==== Information given ====

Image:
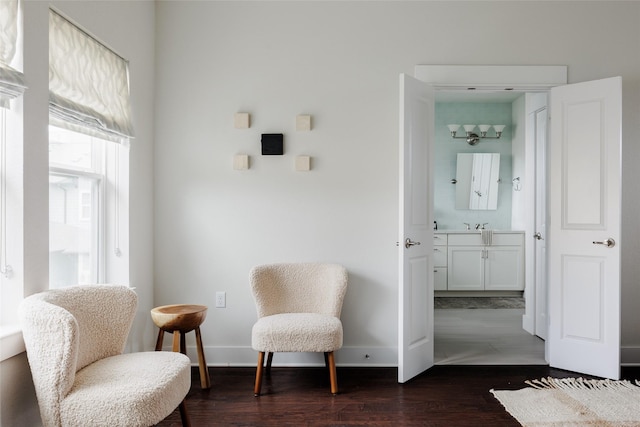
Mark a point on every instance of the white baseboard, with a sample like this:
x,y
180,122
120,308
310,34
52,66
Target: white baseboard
x,y
346,356
630,355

====

Problem details:
A verbatim copy of the entries, stripped of pictures, should be produced.

Task solution:
Image:
Mark a point on every instance of the white baseboard, with a sample like this:
x,y
180,122
120,308
310,34
52,66
Target: white baseboard
x,y
346,356
630,355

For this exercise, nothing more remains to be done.